Hakikat Yayıncılık - Muhterem Ömer Öngüt’ün Eserleri | Hakikat Dergisi | Hakikat Medya | Hakikat Kırtasiye
Arama Yap
KUR'AN-I KERİM TEFSİRİ - Mearic Sûre-i Şerif’inin Tefsiri (1) - Ömer Öngüt
Mearic Sûre-i Şerif’inin Tefsiri (1)
KUR'AN-I KERİM TEFSİRİ
Dizi Yazı - Tefsir
1 Temmuz 2004

 

Mearic Sûre-i Şerif’inin Tefsiri (1)

Yükselme Derecelerinin Sahibi Allah’tır

 

Sûre-i Şerif’in Takdimi:

Mekke-i mükerreme dönemde nâzil olmuştur. Kırk dört Âyet-i kerime, iki yüz yirmi dört kelime ve dokuz yüz yirmi dokuz harften müteşekkildir.

Üçüncü Âyet-i kerime’de Allah-u Teâlâ’nın yükselme dereceleri sahibi olduğu anlatılmakta ve aynı zamanda bu mânâya işaret eden “Meâric” kelimesi bu Sûre-i şerif’e isim olmaktadır. “Seele” ve “Mevâki” sûre-i şerif’i adı da verilir.

===============

▶ _Görev Yönergesi_: Yukarıdaki Mearic Sûresi tefsiri metninin tamamını, tek harf değiştirmeden yeniden yazın.

===============

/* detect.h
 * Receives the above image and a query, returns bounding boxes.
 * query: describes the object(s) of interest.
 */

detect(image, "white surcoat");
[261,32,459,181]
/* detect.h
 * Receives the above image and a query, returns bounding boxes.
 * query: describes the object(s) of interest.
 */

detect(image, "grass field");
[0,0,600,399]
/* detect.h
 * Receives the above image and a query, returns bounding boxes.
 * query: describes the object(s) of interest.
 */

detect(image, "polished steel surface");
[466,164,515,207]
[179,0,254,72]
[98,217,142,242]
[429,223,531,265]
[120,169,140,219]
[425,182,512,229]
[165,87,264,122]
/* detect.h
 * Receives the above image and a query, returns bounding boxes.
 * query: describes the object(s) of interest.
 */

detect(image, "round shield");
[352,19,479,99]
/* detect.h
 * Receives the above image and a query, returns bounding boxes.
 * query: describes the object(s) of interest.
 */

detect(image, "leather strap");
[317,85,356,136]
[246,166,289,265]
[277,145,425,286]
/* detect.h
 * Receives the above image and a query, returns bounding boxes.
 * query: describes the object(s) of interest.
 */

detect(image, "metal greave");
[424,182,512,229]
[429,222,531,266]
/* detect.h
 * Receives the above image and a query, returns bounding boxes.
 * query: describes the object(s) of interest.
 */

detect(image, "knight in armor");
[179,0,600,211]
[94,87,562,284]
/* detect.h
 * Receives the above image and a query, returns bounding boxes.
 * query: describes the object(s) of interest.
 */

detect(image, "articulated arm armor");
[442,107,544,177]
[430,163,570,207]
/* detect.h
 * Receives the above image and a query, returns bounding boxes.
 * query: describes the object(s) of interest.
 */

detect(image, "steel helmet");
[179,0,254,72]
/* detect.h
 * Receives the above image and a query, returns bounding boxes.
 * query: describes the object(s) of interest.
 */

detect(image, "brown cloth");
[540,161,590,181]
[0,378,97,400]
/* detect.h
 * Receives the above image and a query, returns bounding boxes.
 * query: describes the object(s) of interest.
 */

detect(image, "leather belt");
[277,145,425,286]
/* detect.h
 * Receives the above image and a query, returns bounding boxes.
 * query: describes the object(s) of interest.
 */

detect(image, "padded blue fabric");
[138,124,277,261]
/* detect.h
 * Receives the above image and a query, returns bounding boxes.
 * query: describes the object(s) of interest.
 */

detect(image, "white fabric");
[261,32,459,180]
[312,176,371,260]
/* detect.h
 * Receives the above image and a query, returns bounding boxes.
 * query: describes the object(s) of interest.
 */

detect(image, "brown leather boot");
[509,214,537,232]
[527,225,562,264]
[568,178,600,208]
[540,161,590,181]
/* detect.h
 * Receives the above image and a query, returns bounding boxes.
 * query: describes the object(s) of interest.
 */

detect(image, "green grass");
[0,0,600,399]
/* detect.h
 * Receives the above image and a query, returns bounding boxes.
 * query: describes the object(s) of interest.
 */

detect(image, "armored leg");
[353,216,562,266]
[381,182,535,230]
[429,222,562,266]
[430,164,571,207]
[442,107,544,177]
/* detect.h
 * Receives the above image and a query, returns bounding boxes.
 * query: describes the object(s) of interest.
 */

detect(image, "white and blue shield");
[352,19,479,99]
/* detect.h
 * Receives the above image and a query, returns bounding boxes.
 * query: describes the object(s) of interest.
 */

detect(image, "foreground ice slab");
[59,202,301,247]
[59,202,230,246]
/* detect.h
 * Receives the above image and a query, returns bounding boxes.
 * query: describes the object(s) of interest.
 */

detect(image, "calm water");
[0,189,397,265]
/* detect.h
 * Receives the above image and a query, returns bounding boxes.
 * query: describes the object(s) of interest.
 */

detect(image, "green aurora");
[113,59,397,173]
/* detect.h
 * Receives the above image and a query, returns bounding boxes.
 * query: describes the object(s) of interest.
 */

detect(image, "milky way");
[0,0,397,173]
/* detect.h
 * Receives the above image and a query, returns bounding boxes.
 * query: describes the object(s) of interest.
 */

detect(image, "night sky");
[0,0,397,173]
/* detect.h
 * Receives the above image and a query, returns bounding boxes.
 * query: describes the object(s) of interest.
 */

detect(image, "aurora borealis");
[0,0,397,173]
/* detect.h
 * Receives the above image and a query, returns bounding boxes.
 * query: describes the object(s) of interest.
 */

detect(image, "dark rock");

===============

▶ _Alıştırma Çıktısı_:
Hakikat Yayıncılık - Muhterem Ömer Öngüt’ün Eserleri | Hakikat Dergisi | Hakikat Medya | Hakikat Kırtasiye
Arama Yap
KUR'AN-I KERİM TEFSİRİ - Mearic Sûre-i Şerif’inin Tefsiri (1) - Ömer Öngüt
Mearic Sûre-i Şerif’inin Tefsiri (1)
KUR'AN-I KERİM TEFSİRİ
Dizi Yazı - Tefsir
1 Temmuz 2004

 

Mearic Sûre-i Şerif’inin Tefsiri (1)

Yükselme Derecelerinin Sahibi Allah’tır

 

Sûre-i Şerif’in Takdimi:

Mekke-i mükerreme dönemde nâzil olmuştur. Kırk dört Âyet-i kerime, iki yüz yirmi dört kelime ve dokuz yüz yirmi dokuz harften müteşekkildir.

Üçüncü Âyet-i kerime’de Allah-u Teâlâ’nın yükselme dereceleri sahibi olduğu anlatılmakta ve aynı zamanda bu mânâya işaret eden “Meâric” kelimesi bu Sûre-i şerif’e isim olmaktadır. “Seele” ve “Mevâki” sûre-i şerif’i adı da verilir.